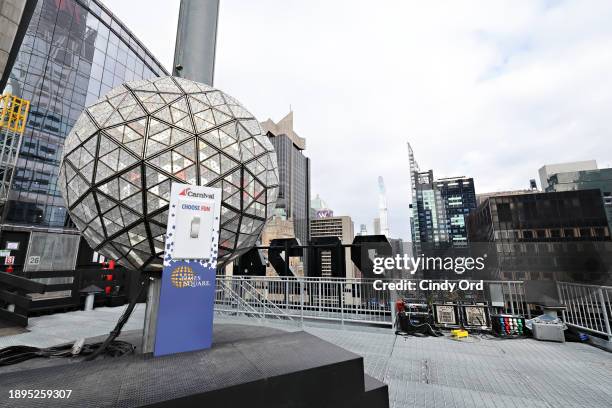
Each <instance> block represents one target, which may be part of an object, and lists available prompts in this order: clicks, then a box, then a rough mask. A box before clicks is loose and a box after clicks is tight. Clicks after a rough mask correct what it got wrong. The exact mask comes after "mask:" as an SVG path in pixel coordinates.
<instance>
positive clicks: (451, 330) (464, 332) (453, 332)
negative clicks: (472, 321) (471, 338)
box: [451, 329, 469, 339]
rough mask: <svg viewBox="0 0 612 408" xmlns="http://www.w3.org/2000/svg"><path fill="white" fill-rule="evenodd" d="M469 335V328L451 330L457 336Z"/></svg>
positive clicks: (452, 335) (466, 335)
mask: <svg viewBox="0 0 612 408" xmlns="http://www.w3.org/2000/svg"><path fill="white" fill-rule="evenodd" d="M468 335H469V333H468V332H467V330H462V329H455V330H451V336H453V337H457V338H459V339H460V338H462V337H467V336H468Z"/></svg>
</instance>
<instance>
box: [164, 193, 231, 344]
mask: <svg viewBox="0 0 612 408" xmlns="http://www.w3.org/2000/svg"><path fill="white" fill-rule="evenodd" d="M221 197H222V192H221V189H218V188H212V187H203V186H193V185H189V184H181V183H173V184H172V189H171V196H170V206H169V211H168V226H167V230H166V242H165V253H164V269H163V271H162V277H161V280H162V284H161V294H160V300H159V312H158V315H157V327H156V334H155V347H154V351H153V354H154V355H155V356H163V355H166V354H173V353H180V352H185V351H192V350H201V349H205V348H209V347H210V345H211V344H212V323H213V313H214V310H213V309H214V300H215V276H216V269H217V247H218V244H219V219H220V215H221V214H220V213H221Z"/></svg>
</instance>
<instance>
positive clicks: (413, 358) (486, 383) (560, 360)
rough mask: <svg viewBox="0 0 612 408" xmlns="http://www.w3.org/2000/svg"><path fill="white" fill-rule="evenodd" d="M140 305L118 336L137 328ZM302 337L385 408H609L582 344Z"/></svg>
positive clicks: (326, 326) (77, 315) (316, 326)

::::

# PROBLEM TO WORK ON
Print the entries again exactly as they appear above. Do not print the pictures.

# OUTPUT BELOW
Each <instance> block represents one target, which may be part of an object, and lists available prompts in this order: clicks, then a box, then a rough mask. A box before clicks is loose and a box after clicks is tight. Clicks after a rough mask correct what it got wrong. The exact mask comes after "mask:" as an SVG path in pixel coordinates.
<instance>
positive clicks: (451, 330) (464, 332) (453, 332)
negative clicks: (472, 321) (471, 338)
box: [451, 329, 469, 339]
rough mask: <svg viewBox="0 0 612 408" xmlns="http://www.w3.org/2000/svg"><path fill="white" fill-rule="evenodd" d="M469 335V328L451 330L457 336Z"/></svg>
positive clicks: (452, 335) (466, 335)
mask: <svg viewBox="0 0 612 408" xmlns="http://www.w3.org/2000/svg"><path fill="white" fill-rule="evenodd" d="M468 335H469V333H468V332H467V330H462V329H455V330H451V336H453V337H457V338H459V339H460V338H462V337H467V336H468Z"/></svg>
</instance>
<instance>
box: [164, 193, 231, 344]
mask: <svg viewBox="0 0 612 408" xmlns="http://www.w3.org/2000/svg"><path fill="white" fill-rule="evenodd" d="M221 197H222V192H221V189H218V188H212V187H203V186H193V185H189V184H181V183H173V184H172V189H171V196H170V206H169V211H168V226H167V230H166V242H165V253H164V269H163V271H162V277H161V280H162V284H161V294H160V300H159V312H158V315H157V327H156V334H155V347H154V351H153V354H154V355H155V356H163V355H166V354H173V353H180V352H185V351H192V350H201V349H205V348H209V347H210V345H211V344H212V323H213V313H214V310H213V309H214V300H215V276H216V269H217V247H218V244H219V219H220V215H221V214H220V213H221Z"/></svg>
</instance>
<instance>
positive clicks: (413, 358) (486, 383) (560, 360)
rough mask: <svg viewBox="0 0 612 408" xmlns="http://www.w3.org/2000/svg"><path fill="white" fill-rule="evenodd" d="M140 305L118 336L137 328ZM302 337L385 408H609L582 344Z"/></svg>
positive clicks: (326, 326) (77, 315) (316, 326)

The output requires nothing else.